-------- GIVEN INFORMATION --------

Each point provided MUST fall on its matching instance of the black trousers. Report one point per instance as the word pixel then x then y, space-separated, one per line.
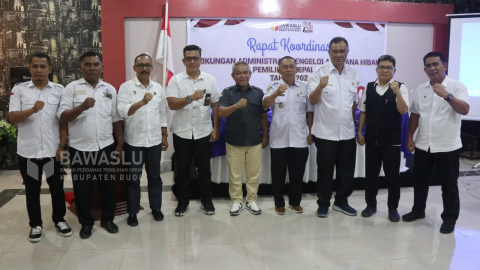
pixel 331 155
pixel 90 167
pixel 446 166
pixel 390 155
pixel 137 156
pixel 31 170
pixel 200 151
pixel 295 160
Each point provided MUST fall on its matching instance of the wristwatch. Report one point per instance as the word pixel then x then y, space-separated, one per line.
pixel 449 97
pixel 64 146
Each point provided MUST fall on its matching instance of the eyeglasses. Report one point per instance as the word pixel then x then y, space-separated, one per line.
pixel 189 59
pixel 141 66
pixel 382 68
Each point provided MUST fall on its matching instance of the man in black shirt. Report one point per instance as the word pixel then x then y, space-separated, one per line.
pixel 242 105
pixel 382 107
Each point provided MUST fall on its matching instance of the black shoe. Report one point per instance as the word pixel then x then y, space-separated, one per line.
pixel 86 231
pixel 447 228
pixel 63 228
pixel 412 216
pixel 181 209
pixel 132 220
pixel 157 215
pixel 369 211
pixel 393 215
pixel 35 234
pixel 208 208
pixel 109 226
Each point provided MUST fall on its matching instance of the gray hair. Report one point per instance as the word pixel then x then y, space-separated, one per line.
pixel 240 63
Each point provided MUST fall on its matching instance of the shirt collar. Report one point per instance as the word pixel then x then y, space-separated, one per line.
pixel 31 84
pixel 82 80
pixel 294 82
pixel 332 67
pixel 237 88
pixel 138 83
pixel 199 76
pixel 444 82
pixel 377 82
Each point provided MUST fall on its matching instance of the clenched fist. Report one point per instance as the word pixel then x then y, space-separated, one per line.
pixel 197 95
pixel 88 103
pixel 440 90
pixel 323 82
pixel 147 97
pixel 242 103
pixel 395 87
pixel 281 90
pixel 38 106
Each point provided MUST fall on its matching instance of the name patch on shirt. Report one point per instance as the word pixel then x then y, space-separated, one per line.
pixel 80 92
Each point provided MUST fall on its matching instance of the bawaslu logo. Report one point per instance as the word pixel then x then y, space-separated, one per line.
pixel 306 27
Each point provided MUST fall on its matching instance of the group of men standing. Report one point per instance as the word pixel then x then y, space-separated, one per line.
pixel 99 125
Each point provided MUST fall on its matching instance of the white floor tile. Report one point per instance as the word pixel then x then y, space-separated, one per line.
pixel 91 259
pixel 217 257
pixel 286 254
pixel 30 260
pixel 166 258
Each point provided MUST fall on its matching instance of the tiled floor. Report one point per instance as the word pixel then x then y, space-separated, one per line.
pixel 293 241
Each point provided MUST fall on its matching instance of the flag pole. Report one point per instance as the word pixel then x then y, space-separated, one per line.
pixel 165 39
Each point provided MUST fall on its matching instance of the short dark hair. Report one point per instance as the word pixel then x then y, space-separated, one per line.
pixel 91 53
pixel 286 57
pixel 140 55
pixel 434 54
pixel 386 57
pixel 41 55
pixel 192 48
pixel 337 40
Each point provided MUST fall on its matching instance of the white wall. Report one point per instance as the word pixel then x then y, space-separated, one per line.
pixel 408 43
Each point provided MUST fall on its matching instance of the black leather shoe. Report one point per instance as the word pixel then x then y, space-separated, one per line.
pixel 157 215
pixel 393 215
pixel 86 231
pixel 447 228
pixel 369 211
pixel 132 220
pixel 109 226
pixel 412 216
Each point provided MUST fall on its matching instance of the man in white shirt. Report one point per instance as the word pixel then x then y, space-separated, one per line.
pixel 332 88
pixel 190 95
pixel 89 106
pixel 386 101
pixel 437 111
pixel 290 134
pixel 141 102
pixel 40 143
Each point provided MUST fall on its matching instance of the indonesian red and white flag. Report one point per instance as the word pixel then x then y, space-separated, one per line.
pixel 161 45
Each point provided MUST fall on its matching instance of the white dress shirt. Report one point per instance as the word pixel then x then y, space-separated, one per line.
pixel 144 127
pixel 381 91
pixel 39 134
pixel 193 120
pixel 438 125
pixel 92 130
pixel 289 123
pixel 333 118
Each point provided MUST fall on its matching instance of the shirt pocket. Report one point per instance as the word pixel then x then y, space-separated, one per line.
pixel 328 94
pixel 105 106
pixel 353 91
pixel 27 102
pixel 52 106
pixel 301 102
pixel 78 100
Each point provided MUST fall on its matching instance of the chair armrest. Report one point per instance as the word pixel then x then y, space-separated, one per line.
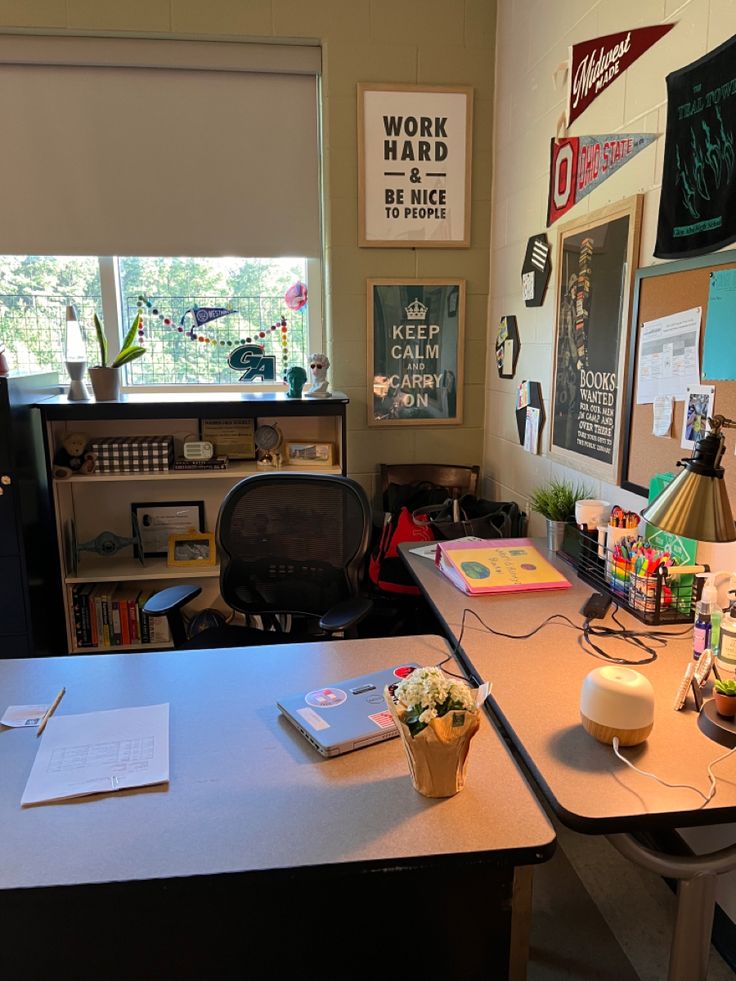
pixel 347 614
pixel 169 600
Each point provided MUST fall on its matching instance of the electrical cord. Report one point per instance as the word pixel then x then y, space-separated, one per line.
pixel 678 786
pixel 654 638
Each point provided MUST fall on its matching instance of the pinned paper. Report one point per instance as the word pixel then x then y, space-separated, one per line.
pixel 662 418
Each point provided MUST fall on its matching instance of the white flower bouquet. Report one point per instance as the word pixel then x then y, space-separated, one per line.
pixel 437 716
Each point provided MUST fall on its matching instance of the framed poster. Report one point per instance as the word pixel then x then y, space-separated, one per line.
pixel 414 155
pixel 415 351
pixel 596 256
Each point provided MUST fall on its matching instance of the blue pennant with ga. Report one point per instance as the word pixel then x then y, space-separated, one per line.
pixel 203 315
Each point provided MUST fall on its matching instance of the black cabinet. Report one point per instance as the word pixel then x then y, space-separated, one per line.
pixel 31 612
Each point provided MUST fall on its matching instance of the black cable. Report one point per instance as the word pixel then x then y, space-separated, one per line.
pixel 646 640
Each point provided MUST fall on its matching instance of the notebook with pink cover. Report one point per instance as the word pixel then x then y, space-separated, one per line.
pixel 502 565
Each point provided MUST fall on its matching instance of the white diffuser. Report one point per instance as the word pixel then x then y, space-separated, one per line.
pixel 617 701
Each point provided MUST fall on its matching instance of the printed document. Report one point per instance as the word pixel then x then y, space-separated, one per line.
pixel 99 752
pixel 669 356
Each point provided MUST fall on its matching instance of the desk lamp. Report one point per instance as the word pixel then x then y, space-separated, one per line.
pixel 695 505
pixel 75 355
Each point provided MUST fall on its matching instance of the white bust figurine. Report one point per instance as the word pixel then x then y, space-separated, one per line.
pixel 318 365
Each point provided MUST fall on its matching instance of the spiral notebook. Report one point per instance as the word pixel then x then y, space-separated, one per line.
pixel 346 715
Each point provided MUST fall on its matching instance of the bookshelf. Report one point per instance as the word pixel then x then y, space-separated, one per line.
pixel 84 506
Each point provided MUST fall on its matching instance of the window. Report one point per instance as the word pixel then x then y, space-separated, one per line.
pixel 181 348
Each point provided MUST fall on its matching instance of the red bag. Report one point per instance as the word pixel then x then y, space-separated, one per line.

--------

Quote the lines of the listing above that run from the line with "of the blue" through its last line, both included, and nothing else.

__EXPECTED ANSWER__:
Each point provided MUST fall on its matching instance of the blue pennant with ga. Report one point per instance as the word pixel then x then y, space-separated, one per line.
pixel 203 315
Each point provided MUST fall on its matching instance of the black cabinet. Report one point per instance as the word pixel then x then y, space-separated, one per line.
pixel 31 612
Each point provided MUST fall on its matching instance of the black cable. Report one point per instance as the word pixel then x then y, space-separated, one per line.
pixel 646 640
Each point provided MUST fall on its matching instance of the notebook with pink cover. Report one point per instance as the word pixel then x then y, space-separated, one per line.
pixel 502 565
Each point provided MUST fall on its matching instance of the white diffuser. Report one point per instance as the word pixel then x then y, space-separated, one per line.
pixel 617 701
Each point provided MUST fall on its matching instance of the printed document. Report one point per instance as the word pixel then x then y, space-separated, one per line.
pixel 99 752
pixel 669 356
Each point provided MUST fall on its matching instance of the desk lamp. Report one point per instance as the word pixel then x then y, space-separated, one per line.
pixel 695 505
pixel 75 355
Each point provided MUST fall on its matching instance of the white bust figurine. Report one point per instance as the word pixel then x then y, space-separated, one per line.
pixel 318 365
Each point provided MUST fall on its matching instance of the spiral notebook. Report one point per instance as the word pixel then x then y, space-separated, one per line.
pixel 346 715
Each point provided MUST fall on its matching instance of the bookshelf. Report one point per instance as the word pixel then x then y, space-separated, one per line.
pixel 84 506
Each point provided MUST fall on its matching instance of the window. Report one point per instance as the word pixel then x then y, space-separated, one per line.
pixel 181 348
Each point provided MUST fall on its matching instance of the red bag. Report one point per instance as the word pixel then x then y, space-separated, one per line.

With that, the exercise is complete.